**Requirements:**
A: In the Capitol breach passage, why did the focus of the Capitol Police shift to convincing rioters to leave and stemming severe violence? Answer in one to three sentences.
B: List every clock time mentioned in the Capitol breach passage, each only once.
C: Please reproduce word for word the part of the Capitol breach passage between "When rioters entered" and "had been removed.", inclusive.

**Given passage:**
•••••

On the west side of the Capitol, the farthest edge of the security line was Peace Circle. That line was breached at around 12:55 p.m. The mob began to tear down fencing across the West Front of the Capitol at that same time. At the time of these initial breaches, Captain Mendoza and other Capitol Police officers surged to support surviving police lines, mainly on the Upper and Lower Terraces on the West Front of the Capitol. MPD officers joined Capitol Police on these lines in stages. See also Gov.'s Ex. 414; 425. Over the course of the following hour, various sections of the police line broke in the face of heavy violent resistance, including the northwestern stairway on the West Front leading from the Lower Terrace to the Upper Terrace at 2:09 p.m. Just a few minutes later, the rioters smashed through the Senate Wing Door and its windows. Capitol Police officers briefly reclaimed the Senate Wing Door, only for rioters to overwhelm that line again at 2:49 p.m. Meanwhile, another door with access to the Senate side of the Capitol, the Parliamentarian Door, was breached at 2:42 p.m. For some period of time after 1:00 p.m. and before 2:42 p.m., MPD deployed chemical spray (pepper spray or something similar) to disperse the insurrectionists who had yet to join the portion of the riot that had captured the Upper West Terrace, ultimately to little effect.
When rioters entered the Capitol, they were met with a loud PA system urging Capitol visitors and staff to take shelter due to an incursion into the Capitol. Although Capitol Police officers engaged in hand-to-hand combat with the rioters to maintain portions of police lines throughout Capitol grounds, Capitol Police officers were ultimately unsuccessful. At that point, the focus of the Capitol Police shifted to convincing rioters to leave the Capitol and stemming particularly severe acts of violence. Law enforcement and the National Guard were unable to secure the Capitol and the safety of the Vice President, Members of Congress, and staff until several hours later. With Vice President Pence presiding, Congressional proceedings only resumed at approximately 8:00 p.m. when all of the rioters had been removed.

•••••

[Dataset entries]
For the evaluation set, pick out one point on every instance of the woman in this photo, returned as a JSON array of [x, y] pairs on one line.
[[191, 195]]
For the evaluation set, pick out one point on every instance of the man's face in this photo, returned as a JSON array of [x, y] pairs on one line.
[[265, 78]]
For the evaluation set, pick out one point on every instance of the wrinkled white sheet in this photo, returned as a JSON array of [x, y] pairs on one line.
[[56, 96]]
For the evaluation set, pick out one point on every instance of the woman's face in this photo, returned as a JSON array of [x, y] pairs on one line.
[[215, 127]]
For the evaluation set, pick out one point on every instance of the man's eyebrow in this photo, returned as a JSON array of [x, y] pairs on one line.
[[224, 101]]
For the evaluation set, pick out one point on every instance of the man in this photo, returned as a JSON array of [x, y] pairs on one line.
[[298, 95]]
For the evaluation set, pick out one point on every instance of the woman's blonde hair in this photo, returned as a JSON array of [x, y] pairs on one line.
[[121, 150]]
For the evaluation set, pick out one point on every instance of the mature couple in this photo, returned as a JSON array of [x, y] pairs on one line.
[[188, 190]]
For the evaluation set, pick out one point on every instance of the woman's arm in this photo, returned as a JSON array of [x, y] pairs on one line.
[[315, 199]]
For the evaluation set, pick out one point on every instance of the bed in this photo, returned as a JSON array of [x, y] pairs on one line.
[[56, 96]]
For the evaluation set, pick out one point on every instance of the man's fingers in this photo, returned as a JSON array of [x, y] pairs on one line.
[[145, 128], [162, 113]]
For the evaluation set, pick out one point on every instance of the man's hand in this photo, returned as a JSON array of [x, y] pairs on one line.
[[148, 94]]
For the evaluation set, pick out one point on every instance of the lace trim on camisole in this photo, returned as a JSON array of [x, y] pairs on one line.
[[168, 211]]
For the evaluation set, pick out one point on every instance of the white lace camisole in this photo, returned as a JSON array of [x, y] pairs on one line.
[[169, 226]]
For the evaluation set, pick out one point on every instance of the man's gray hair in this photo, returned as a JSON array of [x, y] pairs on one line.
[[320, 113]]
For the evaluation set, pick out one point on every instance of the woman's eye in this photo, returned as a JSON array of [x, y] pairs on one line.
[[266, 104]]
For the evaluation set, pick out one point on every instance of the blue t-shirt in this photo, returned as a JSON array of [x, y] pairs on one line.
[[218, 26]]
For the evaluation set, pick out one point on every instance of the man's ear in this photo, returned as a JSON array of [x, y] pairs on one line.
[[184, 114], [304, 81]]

•••••

**Full solutions:**
A: The focus shifted because the Capitol Police officers were ultimately unsuccessful at maintaining portions of the police lines, even after fighting the rioters hand to hand across the Capitol grounds.

B: 12:55 p.m., 2:09 p.m., 2:49 p.m., 2:42 p.m., 1:00 p.m., 8:00 p.m.

C:
When rioters entered the Capitol, they were met with a loud PA system urging Capitol visitors and staff to take shelter due to an incursion into the Capitol. Although Capitol Police officers engaged in hand-to-hand combat with the rioters to maintain portions of police lines throughout Capitol grounds, Capitol Police officers were ultimately unsuccessful. At that point, the focus of the Capitol Police shifted to convincing rioters to leave the Capitol and stemming particularly severe acts of violence. Law enforcement and the National Guard were unable to secure the Capitol and the safety of the Vice President, Members of Congress, and staff until several hours later. With Vice President Pence presiding, Congressional proceedings only resumed at approximately 8:00 p.m. when all of the rioters had been removed.